>> BEGIN EXTRACTED INFORMATION
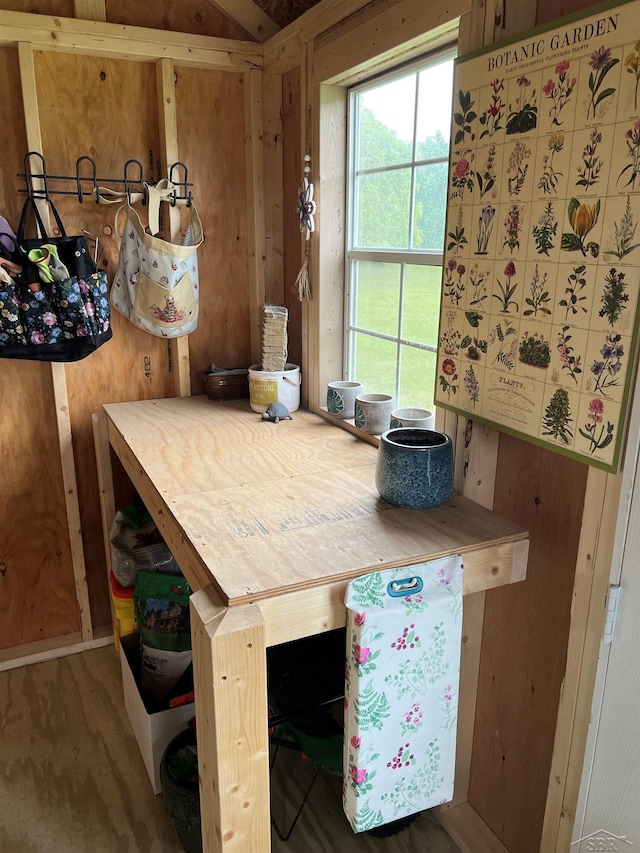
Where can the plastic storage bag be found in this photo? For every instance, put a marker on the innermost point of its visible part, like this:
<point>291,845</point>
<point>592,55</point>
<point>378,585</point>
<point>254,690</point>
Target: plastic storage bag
<point>136,544</point>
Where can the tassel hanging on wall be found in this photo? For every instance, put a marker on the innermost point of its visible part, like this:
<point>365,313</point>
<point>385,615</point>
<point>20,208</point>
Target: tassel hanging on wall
<point>306,213</point>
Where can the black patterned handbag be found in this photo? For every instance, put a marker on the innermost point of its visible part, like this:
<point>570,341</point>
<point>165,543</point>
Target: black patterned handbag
<point>54,303</point>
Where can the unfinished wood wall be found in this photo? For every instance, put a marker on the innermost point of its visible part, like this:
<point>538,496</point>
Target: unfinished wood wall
<point>107,108</point>
<point>524,647</point>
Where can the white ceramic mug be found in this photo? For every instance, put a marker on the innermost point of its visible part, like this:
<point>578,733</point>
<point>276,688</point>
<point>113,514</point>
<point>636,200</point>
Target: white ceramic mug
<point>341,398</point>
<point>373,412</point>
<point>420,418</point>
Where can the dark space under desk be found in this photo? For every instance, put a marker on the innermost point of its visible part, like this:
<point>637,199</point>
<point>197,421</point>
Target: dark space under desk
<point>269,522</point>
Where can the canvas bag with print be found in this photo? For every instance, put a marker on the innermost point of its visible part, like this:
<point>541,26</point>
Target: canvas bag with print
<point>156,285</point>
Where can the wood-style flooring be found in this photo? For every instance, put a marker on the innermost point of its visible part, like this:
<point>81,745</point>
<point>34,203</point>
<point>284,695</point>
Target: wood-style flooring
<point>72,780</point>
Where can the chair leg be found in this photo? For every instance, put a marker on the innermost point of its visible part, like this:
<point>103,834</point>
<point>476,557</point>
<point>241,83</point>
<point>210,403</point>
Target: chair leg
<point>281,834</point>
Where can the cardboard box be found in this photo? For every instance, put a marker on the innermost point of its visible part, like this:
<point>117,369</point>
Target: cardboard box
<point>153,731</point>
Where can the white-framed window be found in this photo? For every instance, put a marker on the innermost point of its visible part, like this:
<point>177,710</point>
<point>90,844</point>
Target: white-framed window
<point>398,149</point>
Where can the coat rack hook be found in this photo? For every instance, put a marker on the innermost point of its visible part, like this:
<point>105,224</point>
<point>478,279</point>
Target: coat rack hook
<point>183,185</point>
<point>29,175</point>
<point>93,177</point>
<point>140,179</point>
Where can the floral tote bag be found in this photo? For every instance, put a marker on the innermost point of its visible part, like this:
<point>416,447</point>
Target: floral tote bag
<point>404,629</point>
<point>156,285</point>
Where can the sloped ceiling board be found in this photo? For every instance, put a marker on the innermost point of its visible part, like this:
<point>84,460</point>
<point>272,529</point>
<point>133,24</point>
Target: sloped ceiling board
<point>249,16</point>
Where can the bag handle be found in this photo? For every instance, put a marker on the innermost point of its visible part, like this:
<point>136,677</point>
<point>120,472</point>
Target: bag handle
<point>104,195</point>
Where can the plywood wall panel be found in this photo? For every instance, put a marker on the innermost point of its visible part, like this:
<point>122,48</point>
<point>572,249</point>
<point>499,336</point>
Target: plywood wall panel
<point>106,109</point>
<point>550,10</point>
<point>37,593</point>
<point>64,8</point>
<point>13,136</point>
<point>181,16</point>
<point>211,140</point>
<point>291,119</point>
<point>524,646</point>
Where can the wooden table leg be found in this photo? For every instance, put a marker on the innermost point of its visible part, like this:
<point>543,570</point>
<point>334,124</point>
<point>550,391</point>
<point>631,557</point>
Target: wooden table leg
<point>229,657</point>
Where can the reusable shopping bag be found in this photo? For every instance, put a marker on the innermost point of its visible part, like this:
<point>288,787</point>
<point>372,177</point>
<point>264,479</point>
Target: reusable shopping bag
<point>156,285</point>
<point>54,303</point>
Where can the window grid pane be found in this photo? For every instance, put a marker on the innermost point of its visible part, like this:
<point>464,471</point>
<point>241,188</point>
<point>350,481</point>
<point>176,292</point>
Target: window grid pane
<point>398,184</point>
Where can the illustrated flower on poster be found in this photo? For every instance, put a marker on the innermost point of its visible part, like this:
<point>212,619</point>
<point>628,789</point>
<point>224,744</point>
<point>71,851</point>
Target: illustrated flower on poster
<point>457,240</point>
<point>624,234</point>
<point>632,66</point>
<point>614,298</point>
<point>471,385</point>
<point>513,227</point>
<point>523,116</point>
<point>471,343</point>
<point>548,182</point>
<point>453,286</point>
<point>507,290</point>
<point>576,283</point>
<point>594,417</point>
<point>478,280</point>
<point>601,63</point>
<point>570,363</point>
<point>557,418</point>
<point>632,137</point>
<point>534,350</point>
<point>487,177</point>
<point>559,91</point>
<point>582,218</point>
<point>606,371</point>
<point>589,171</point>
<point>450,338</point>
<point>493,115</point>
<point>485,227</point>
<point>463,176</point>
<point>517,167</point>
<point>545,230</point>
<point>464,118</point>
<point>508,340</point>
<point>539,297</point>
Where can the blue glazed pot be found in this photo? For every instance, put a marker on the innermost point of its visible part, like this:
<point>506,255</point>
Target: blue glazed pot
<point>414,467</point>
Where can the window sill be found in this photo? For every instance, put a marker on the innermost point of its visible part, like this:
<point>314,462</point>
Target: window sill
<point>347,424</point>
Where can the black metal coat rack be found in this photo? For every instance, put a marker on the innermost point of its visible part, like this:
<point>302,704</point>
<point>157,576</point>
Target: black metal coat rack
<point>89,186</point>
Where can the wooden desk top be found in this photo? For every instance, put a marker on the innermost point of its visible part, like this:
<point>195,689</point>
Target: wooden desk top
<point>261,509</point>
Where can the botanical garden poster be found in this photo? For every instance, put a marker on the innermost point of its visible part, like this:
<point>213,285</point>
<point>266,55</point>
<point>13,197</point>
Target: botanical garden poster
<point>539,317</point>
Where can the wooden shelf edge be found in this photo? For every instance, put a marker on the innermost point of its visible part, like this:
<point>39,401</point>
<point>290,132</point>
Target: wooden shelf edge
<point>57,647</point>
<point>468,830</point>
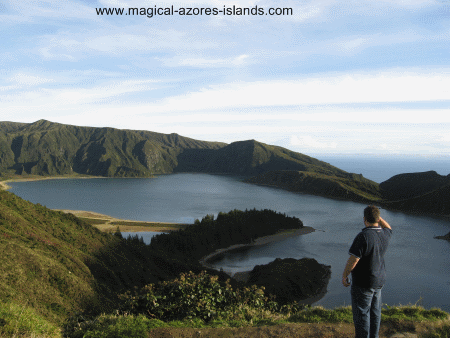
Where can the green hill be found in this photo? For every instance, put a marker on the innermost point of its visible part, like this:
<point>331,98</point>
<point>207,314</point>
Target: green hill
<point>55,263</point>
<point>412,185</point>
<point>340,185</point>
<point>47,148</point>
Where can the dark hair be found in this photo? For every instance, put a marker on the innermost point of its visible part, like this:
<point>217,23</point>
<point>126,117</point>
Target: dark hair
<point>372,214</point>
>> END EXTRACTED INFORMATION
• _WORK INSTRUCTIONS_
Can you write out the lines of the listing above, from the line with "Where can the wooden table" to the line with "<point>229,657</point>", both ends included, with nothing changed?

• _TASK RESPONSE_
Where can the wooden table leg be found in this photo? For every instance, put a marker on the innermost point of its visible part, like this:
<point>543,570</point>
<point>334,124</point>
<point>550,391</point>
<point>631,557</point>
Target: wooden table leg
<point>229,657</point>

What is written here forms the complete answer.